-------- Exercise materials

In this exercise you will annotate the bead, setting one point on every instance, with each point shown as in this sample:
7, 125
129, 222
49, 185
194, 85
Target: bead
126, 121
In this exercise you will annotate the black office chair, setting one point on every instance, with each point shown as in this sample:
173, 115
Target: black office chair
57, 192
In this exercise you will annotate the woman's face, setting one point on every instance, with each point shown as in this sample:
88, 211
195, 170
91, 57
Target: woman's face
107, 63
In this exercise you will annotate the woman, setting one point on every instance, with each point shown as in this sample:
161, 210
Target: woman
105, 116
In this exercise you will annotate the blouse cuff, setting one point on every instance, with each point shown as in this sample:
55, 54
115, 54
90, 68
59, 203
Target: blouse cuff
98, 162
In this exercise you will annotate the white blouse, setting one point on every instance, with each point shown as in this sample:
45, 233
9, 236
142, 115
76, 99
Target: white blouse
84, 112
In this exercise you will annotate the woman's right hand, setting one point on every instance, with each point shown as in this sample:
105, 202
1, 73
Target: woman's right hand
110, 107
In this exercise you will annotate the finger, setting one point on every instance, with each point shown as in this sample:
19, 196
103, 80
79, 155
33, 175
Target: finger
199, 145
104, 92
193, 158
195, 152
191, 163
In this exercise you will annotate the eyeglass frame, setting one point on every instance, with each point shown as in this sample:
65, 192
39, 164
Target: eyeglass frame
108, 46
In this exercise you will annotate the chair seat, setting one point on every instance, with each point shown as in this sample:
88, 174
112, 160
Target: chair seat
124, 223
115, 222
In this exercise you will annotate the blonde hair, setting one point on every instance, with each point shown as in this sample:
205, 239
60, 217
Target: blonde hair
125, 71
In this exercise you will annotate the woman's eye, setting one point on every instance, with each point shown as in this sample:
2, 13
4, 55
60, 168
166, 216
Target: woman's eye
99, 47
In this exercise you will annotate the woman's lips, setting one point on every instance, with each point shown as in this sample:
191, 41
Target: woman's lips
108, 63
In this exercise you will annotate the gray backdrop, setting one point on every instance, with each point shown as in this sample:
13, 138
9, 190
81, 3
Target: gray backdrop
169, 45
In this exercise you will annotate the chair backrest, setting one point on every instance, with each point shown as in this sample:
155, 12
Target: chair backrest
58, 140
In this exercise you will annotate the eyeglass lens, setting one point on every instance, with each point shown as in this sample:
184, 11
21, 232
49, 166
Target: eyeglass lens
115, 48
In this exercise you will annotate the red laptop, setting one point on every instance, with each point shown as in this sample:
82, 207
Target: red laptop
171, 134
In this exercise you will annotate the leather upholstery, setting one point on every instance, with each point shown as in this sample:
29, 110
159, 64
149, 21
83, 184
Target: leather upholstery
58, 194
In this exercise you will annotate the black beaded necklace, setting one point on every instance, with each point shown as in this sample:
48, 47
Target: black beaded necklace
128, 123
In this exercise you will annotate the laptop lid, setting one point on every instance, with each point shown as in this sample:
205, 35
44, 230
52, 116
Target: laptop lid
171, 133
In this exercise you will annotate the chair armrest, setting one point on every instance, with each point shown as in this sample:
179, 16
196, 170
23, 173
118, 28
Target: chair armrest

----------------

Rewrite the material from the line containing "In this exercise you will annotate the black beaded" through the end of the material, with every line kept in place. Add 59 to each coordinate in the answer points, but leave the sample points unchanged.

In this exercise you will annotate the black beaded necklace, setting one point on every instance, with each point shown as in this sample:
48, 47
Target: black beaded necklace
187, 182
In this exercise you will annotate the laptop lid, setting one point on every instance, with each point shown as in this sample:
205, 35
44, 230
52, 116
Target: laptop lid
230, 192
In this exercise you will annotate the chair armrest, setting one point on every instance, with each point shown as in this sample:
179, 16
196, 170
23, 173
118, 28
Target: chair armrest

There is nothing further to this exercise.